# What you are asked to do
Please show all lines of the records that include "cluster".

# Supplied records
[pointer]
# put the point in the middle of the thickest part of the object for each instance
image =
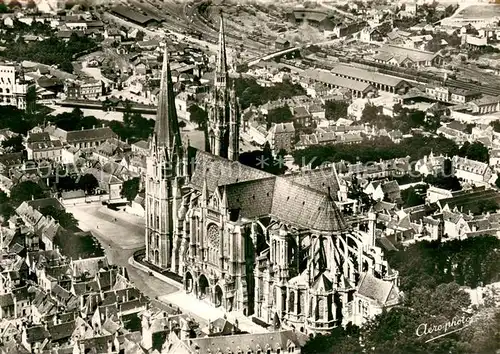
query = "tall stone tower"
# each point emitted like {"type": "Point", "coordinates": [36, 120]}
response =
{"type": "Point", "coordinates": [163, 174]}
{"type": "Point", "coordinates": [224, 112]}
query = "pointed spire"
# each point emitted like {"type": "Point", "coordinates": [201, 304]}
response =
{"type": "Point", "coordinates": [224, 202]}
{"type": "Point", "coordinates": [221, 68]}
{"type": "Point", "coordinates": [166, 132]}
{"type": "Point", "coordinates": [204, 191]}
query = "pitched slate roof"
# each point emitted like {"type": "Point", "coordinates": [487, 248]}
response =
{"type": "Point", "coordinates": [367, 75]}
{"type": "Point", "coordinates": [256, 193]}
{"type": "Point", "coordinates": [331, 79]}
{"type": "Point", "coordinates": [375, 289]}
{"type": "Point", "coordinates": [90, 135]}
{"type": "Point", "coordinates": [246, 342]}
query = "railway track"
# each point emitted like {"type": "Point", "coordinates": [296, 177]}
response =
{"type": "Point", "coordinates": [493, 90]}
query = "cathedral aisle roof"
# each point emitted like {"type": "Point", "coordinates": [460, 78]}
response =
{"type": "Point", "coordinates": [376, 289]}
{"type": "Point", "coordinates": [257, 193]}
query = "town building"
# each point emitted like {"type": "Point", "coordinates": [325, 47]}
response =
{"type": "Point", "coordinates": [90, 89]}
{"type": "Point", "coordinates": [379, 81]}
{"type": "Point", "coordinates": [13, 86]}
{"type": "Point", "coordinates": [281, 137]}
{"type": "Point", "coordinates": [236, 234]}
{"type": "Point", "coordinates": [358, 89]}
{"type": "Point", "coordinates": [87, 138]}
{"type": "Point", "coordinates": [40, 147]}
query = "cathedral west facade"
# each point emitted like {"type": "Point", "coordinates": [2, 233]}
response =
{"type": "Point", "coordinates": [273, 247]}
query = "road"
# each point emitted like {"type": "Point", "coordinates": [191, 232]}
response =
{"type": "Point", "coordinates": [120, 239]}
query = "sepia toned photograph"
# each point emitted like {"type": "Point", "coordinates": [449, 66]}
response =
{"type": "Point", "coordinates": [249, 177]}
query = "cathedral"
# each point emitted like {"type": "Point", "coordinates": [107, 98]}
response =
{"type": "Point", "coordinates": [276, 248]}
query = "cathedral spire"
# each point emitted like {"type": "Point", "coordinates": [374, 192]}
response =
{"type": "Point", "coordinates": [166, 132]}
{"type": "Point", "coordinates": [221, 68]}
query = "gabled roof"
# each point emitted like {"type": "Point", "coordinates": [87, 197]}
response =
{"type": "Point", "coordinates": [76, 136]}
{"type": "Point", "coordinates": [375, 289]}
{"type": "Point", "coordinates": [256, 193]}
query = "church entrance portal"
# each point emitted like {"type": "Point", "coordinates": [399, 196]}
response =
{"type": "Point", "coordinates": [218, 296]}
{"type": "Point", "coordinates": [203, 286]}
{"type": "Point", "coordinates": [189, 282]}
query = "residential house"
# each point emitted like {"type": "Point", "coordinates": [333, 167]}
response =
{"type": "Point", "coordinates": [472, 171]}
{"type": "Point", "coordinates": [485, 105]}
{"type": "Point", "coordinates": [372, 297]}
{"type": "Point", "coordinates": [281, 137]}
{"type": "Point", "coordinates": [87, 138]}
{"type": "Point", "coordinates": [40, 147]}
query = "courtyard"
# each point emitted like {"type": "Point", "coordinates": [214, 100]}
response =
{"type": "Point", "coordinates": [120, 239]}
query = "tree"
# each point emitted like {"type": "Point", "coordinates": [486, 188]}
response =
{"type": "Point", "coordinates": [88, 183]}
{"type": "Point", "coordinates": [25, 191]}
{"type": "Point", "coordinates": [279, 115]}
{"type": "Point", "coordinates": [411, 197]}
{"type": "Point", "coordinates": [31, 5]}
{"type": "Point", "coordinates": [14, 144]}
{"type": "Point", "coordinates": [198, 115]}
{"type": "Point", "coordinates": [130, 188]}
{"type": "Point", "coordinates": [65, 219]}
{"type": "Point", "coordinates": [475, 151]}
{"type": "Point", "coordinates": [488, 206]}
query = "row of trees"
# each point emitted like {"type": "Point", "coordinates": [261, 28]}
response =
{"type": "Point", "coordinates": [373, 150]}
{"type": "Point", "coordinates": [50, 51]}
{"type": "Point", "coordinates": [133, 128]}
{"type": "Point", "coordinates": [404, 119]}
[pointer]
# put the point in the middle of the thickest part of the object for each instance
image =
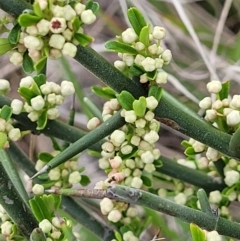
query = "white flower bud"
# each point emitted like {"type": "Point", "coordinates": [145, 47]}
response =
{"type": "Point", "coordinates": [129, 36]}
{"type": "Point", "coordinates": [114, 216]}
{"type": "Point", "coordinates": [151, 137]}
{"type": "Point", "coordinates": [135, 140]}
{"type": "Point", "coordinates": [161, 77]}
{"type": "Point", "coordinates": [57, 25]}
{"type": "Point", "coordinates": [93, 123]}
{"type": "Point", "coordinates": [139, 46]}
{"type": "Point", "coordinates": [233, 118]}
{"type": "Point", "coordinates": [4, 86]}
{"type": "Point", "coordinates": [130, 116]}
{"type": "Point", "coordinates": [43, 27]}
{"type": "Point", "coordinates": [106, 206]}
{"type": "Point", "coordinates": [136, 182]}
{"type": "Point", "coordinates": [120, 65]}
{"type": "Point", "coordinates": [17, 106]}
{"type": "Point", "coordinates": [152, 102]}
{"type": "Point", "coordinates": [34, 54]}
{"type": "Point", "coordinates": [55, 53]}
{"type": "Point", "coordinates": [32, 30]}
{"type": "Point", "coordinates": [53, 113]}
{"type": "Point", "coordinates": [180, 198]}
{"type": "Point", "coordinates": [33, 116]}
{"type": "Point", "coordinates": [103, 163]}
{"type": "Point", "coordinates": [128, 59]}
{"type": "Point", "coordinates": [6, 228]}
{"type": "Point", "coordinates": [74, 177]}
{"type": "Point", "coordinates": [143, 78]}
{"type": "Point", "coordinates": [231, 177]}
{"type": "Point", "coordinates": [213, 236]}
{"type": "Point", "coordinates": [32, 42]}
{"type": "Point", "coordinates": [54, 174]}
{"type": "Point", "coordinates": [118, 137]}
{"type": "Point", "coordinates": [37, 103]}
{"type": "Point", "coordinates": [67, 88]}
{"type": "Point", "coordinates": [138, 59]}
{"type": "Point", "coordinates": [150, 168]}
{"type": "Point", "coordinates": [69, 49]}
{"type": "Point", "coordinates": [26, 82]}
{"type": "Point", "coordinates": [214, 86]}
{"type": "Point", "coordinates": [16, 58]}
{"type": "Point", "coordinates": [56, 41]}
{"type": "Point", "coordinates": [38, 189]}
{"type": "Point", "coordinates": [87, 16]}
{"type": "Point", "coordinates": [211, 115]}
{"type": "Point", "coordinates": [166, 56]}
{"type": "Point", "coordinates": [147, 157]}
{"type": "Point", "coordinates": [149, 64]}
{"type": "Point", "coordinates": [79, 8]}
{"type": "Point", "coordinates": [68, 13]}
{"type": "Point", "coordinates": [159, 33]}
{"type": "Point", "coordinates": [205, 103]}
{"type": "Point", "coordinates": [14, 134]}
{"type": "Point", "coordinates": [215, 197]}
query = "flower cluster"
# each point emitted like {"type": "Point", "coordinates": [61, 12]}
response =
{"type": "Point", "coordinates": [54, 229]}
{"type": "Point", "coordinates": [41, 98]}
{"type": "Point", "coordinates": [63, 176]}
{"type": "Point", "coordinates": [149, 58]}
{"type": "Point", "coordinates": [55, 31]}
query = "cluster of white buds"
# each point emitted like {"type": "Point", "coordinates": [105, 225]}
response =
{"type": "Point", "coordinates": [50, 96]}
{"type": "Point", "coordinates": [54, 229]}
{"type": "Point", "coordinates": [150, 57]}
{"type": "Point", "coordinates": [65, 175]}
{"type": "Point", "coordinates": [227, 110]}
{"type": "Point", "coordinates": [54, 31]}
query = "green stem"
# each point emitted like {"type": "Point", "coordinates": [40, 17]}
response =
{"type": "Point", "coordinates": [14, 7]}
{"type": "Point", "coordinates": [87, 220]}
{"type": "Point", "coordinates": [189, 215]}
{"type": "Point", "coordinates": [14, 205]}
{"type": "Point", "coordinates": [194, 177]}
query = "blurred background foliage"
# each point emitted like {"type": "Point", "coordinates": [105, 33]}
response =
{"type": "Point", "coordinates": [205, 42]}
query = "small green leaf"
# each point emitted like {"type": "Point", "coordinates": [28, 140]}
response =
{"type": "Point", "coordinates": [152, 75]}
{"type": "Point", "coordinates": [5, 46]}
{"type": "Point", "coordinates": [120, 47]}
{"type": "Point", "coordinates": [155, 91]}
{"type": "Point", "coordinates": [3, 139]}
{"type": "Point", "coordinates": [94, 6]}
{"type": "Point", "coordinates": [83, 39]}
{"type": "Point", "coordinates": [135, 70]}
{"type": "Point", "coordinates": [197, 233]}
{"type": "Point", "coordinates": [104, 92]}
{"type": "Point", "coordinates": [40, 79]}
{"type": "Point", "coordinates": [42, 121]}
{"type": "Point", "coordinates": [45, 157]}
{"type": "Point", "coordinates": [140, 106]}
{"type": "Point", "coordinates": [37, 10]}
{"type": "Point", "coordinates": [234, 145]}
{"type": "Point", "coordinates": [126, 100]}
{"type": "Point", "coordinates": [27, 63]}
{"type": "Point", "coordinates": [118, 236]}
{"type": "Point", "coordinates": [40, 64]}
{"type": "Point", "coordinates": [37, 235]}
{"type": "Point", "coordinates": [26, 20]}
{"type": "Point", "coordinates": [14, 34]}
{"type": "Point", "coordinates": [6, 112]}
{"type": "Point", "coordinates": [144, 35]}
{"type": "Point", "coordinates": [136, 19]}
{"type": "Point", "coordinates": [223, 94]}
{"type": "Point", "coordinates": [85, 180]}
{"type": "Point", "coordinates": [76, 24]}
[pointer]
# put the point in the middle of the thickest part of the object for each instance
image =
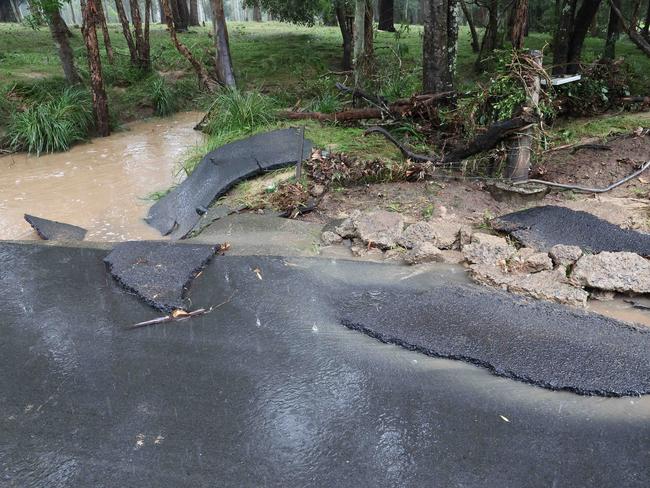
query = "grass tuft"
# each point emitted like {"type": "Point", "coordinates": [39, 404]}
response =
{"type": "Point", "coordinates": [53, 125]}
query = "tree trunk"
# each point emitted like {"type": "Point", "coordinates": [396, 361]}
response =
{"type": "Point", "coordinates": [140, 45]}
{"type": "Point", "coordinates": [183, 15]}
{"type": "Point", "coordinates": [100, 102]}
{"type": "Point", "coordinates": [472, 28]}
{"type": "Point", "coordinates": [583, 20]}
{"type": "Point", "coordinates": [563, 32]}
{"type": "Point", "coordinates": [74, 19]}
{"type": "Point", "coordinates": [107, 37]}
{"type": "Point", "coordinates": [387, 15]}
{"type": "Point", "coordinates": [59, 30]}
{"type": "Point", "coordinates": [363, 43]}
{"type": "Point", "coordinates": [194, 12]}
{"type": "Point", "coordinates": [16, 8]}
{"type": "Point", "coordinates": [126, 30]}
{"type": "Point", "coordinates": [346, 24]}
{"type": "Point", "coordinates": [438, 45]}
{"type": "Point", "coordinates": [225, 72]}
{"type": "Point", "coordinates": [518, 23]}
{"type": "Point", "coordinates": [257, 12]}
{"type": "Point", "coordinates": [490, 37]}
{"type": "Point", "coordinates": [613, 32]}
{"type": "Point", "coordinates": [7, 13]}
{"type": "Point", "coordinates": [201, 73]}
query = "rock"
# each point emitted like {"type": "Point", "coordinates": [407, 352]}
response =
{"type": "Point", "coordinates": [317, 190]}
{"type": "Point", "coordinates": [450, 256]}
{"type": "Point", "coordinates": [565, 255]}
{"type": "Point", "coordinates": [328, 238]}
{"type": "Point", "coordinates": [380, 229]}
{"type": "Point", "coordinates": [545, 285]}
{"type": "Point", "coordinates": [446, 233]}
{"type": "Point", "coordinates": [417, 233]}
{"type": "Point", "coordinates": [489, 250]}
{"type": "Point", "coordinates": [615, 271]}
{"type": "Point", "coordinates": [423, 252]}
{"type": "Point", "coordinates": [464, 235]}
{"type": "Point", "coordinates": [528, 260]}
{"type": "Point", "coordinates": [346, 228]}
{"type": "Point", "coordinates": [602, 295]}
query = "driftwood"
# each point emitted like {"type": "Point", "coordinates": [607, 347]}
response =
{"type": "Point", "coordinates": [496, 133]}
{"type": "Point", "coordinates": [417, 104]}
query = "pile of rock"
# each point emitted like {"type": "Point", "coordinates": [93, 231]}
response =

# Solution for this exercise
query = "flower cluster"
query = "cluster of white buds"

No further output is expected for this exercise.